§ **Goal**
Render the lines below as a Markdown table with two columns, Row and Text, giving each line a row number and omitting blank lines. Exclude the pictures from the answer.

^^^^^^^^

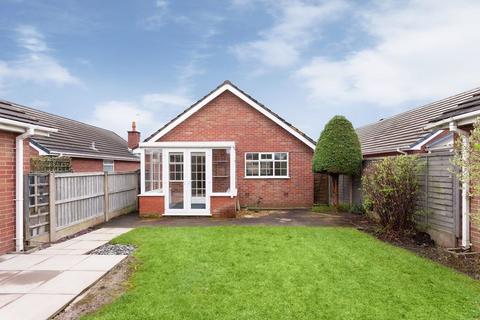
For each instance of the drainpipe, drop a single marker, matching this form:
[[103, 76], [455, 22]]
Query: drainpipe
[[19, 188], [401, 152], [465, 187]]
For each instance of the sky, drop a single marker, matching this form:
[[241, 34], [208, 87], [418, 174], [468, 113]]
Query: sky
[[110, 62]]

^^^^^^^^

§ **Full solution**
| Row | Text |
|---|---|
| 1 | For each instance of the drainpipe, drop a single marker, matching this form: |
| 2 | [[103, 76], [455, 22]] |
| 3 | Query: drainpipe |
| 4 | [[19, 188], [401, 152], [465, 187]] |
| 5 | For each instance of the sky, drop a single marker, matching this form: |
| 6 | [[241, 34], [208, 87], [418, 174], [468, 113]] |
| 7 | Query: sky |
| 8 | [[110, 62]] |